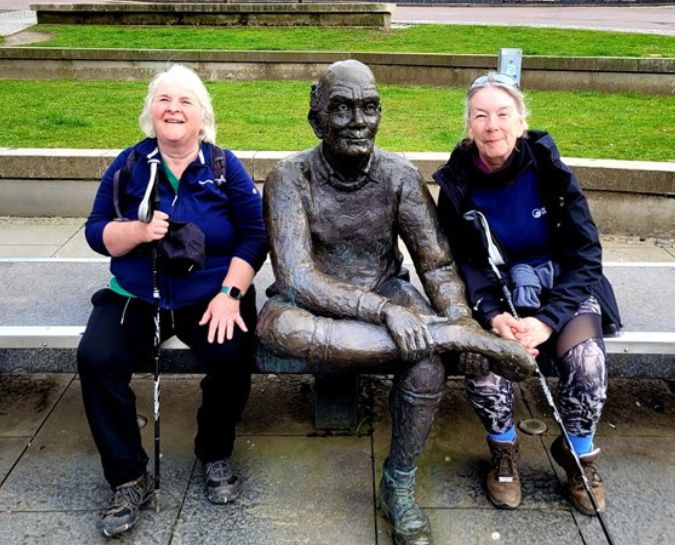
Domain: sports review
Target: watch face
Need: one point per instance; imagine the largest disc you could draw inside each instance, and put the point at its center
(235, 292)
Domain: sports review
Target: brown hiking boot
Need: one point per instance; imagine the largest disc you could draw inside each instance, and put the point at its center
(503, 481)
(575, 485)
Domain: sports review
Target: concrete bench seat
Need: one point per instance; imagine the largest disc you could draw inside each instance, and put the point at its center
(46, 306)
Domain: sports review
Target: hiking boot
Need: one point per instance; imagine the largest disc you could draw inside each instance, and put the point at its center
(222, 485)
(397, 503)
(125, 504)
(575, 486)
(503, 480)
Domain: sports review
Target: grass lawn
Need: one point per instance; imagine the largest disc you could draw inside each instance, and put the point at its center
(272, 116)
(418, 39)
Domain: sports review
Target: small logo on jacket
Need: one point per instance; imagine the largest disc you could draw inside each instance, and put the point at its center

◆ The exercise
How many of the lines above contain the word "hiking"? Reply with the number alone.

◆ Complete response
2